▶ **Reto**: Por favor, pasa todas las líneas de los ítems de abajo a una tabla Markdown con dos columnas, Núm y Contenido, con el número de fila en la primera y la línea en la segunda. Omite las líneas en blanco.

--- Ítems listados ---

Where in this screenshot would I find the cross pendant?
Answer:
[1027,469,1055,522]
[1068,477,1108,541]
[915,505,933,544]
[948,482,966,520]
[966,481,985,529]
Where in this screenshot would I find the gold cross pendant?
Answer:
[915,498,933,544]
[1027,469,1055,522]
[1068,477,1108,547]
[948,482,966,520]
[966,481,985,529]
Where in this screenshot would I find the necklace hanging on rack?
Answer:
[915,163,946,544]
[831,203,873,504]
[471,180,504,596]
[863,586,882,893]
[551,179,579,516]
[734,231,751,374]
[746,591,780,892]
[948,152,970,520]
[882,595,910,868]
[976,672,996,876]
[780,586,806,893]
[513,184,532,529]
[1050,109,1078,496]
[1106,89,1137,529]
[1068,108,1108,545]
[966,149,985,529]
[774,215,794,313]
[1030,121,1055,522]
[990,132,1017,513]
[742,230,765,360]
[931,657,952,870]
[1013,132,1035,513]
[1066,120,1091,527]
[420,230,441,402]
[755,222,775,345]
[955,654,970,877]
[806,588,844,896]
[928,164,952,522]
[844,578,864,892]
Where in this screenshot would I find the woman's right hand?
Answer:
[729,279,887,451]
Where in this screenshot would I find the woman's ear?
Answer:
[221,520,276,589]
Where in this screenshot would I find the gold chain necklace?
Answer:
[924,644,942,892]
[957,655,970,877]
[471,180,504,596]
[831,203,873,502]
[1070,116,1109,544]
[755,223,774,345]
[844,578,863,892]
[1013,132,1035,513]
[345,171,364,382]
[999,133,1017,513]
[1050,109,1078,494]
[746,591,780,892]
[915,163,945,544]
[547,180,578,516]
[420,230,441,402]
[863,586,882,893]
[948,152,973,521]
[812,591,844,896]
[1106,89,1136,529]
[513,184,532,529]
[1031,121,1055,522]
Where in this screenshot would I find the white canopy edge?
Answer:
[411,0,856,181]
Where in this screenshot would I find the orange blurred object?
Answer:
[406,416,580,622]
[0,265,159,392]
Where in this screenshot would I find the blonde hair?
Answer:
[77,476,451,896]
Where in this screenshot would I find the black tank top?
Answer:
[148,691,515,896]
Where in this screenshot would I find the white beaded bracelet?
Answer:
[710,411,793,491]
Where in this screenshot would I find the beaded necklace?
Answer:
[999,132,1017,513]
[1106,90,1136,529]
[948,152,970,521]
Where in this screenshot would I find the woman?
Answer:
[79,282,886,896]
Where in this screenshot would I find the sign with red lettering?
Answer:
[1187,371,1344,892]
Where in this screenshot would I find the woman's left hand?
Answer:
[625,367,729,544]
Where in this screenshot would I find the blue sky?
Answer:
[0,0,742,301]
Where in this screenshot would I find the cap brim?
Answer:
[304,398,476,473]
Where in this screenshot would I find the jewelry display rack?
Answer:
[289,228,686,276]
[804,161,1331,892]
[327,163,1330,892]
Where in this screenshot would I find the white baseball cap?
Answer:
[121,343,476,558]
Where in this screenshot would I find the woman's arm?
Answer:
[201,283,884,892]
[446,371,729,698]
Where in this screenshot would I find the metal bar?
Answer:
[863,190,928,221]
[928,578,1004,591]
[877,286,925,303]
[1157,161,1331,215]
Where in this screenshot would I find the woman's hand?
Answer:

---

▶ **Respuesta completa**:
| Núm | Contenido |
|---|---|
| 1 | Where in this screenshot would I find the cross pendant? |
| 2 | Answer: |
| 3 | [1027,469,1055,522] |
| 4 | [1068,477,1108,541] |
| 5 | [915,505,933,544] |
| 6 | [948,482,966,520] |
| 7 | [966,481,985,529] |
| 8 | Where in this screenshot would I find the gold cross pendant? |
| 9 | Answer: |
| 10 | [915,498,933,544] |
| 11 | [1027,469,1055,522] |
| 12 | [1068,477,1108,547] |
| 13 | [948,482,966,520] |
| 14 | [966,481,985,529] |
| 15 | Where in this screenshot would I find the necklace hanging on rack? |
| 16 | Answer: |
| 17 | [915,163,946,544] |
| 18 | [831,203,873,504] |
| 19 | [471,180,504,596] |
| 20 | [863,586,882,893] |
| 21 | [551,179,579,516] |
| 22 | [734,231,751,374] |
| 23 | [746,591,780,892] |
| 24 | [948,152,970,520] |
| 25 | [882,595,910,868] |
| 26 | [976,672,996,876] |
| 27 | [780,586,806,893] |
| 28 | [513,184,532,529] |
| 29 | [1050,109,1078,496] |
| 30 | [1106,89,1137,529] |
| 31 | [1068,108,1108,545] |
| 32 | [966,149,985,529] |
| 33 | [774,215,794,313] |
| 34 | [1030,121,1055,522] |
| 35 | [990,132,1017,513] |
| 36 | [742,230,765,360] |
| 37 | [931,657,952,870] |
| 38 | [1013,132,1035,513] |
| 39 | [1066,120,1091,527] |
| 40 | [420,230,441,402] |
| 41 | [755,222,775,345] |
| 42 | [955,654,970,877] |
| 43 | [806,588,844,896] |
| 44 | [928,164,952,522] |
| 45 | [844,578,864,892] |
| 46 | Where in this screenshot would I find the woman's right hand? |
| 47 | Answer: |
| 48 | [729,279,887,451] |
| 49 | Where in this screenshot would I find the woman's ear? |
| 50 | Answer: |
| 51 | [221,520,276,589] |
| 52 | Where in this screenshot would I find the gold chain necklace? |
| 53 | Answer: |
| 54 | [924,644,942,892] |
| 55 | [957,655,970,877] |
| 56 | [471,180,504,596] |
| 57 | [831,203,873,502] |
| 58 | [1070,116,1109,544] |
| 59 | [755,223,774,345] |
| 60 | [844,578,863,892] |
| 61 | [1013,132,1035,513] |
| 62 | [345,171,364,382] |
| 63 | [999,133,1017,513] |
| 64 | [1050,109,1078,494] |
| 65 | [746,591,780,892] |
| 66 | [915,163,945,544] |
| 67 | [547,180,578,516] |
| 68 | [420,230,441,402] |
| 69 | [863,586,882,893] |
| 70 | [948,152,973,521] |
| 71 | [812,591,844,896] |
| 72 | [1106,89,1136,529] |
| 73 | [513,184,532,529] |
| 74 | [1031,121,1055,522] |
| 75 | Where in this screenshot would I find the white canopy edge? |
| 76 | Answer: |
| 77 | [411,0,856,181] |
| 78 | Where in this screenshot would I find the orange blurred object? |
| 79 | Answer: |
| 80 | [406,416,580,622] |
| 81 | [0,265,159,392] |
| 82 | Where in this screenshot would I find the blonde hair? |
| 83 | Answer: |
| 84 | [77,476,451,896] |
| 85 | Where in this screenshot would I find the black tank top? |
| 86 | Answer: |
| 87 | [148,691,515,896] |
| 88 | Where in this screenshot would I find the white beaded bracelet? |
| 89 | Answer: |
| 90 | [710,411,793,491] |
| 91 | Where in this screenshot would I find the beaded necklace? |
| 92 | Answer: |
| 93 | [999,132,1017,513] |
| 94 | [1106,90,1136,529] |
| 95 | [948,152,970,521] |
| 96 | Where in this screenshot would I find the woman? |
| 97 | Answer: |
| 98 | [79,282,886,896] |
| 99 | Where in this screenshot would I find the sign with red lettering? |
| 100 | Answer: |
| 101 | [1187,371,1344,892] |
| 102 | Where in this screenshot would I find the woman's left hand? |
| 103 | Answer: |
| 104 | [625,367,729,544] |
| 105 | Where in this screenshot would I find the blue sky? |
| 106 | Answer: |
| 107 | [0,0,742,301] |
| 108 | Where in this screenshot would I find the cap brim? |
| 109 | Answer: |
| 110 | [304,398,476,473] |
| 111 | Where in this screenshot would I find the jewelry display rack? |
| 112 | Answer: |
| 113 | [289,228,686,276] |
| 114 | [804,161,1331,892] |
| 115 | [327,163,1330,892] |
| 116 | Where in this screenshot would I find the white baseball cap? |
| 117 | Answer: |
| 118 | [121,343,476,558] |
| 119 | Where in this screenshot would I find the woman's arm? |
| 120 | Answer: |
| 121 | [201,283,884,892] |
| 122 | [446,371,729,698] |
| 123 | Where in this screenshot would I find the metal bar? |
| 124 | Answer: |
| 125 | [863,190,928,221] |
| 126 | [928,578,1004,591] |
| 127 | [877,286,925,303] |
| 128 | [1157,161,1331,215] |
| 129 | Where in this screenshot would I find the woman's hand? |
| 130 | Answer: |